- Opening Delimiter -

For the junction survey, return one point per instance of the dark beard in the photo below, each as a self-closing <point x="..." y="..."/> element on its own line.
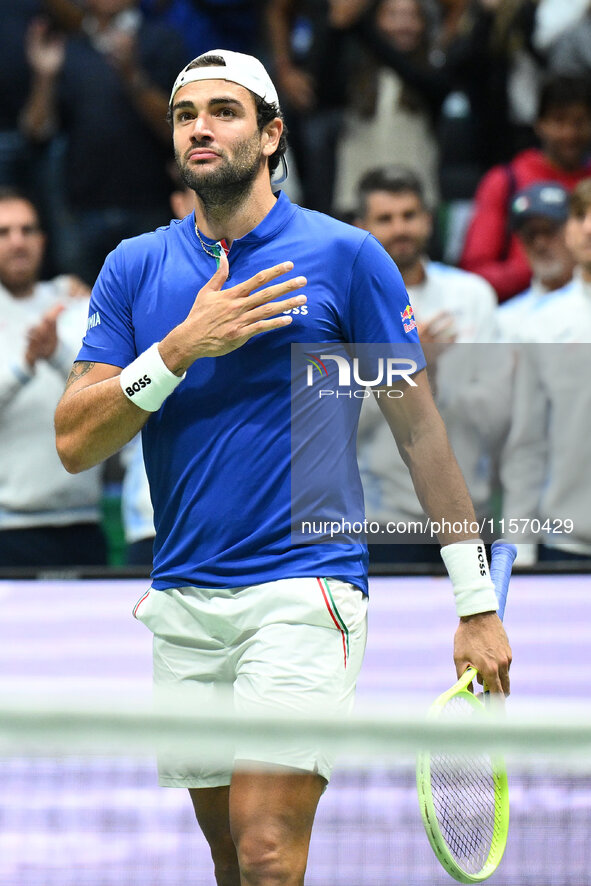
<point x="227" y="187"/>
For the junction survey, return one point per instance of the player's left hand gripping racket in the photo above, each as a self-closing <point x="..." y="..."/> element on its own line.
<point x="464" y="797"/>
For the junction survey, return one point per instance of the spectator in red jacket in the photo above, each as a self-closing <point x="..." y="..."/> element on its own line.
<point x="563" y="128"/>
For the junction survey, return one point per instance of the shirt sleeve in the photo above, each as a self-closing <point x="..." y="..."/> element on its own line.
<point x="378" y="305"/>
<point x="109" y="335"/>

- Closing Delimiter -

Your goal: In the entries above, copy the lines from the one that contains "of the player's" through the last line, exactly as they appear.

Solution to the problem:
For the junction survey, return one point per instance of the player's left hand gripping racket in the photo above, each as a self-closing <point x="..." y="..."/> element on its own line.
<point x="464" y="797"/>
For the junction survey, return one point per instance of the spectator in red jacket in the photo above, each as a self-closing <point x="..." y="..."/> element on its own line.
<point x="563" y="128"/>
For the junction survey, return one point per instance of the shirt sleeve in the photo above, each as a self-closing <point x="..." y="..."/> element on its own line.
<point x="378" y="305"/>
<point x="109" y="335"/>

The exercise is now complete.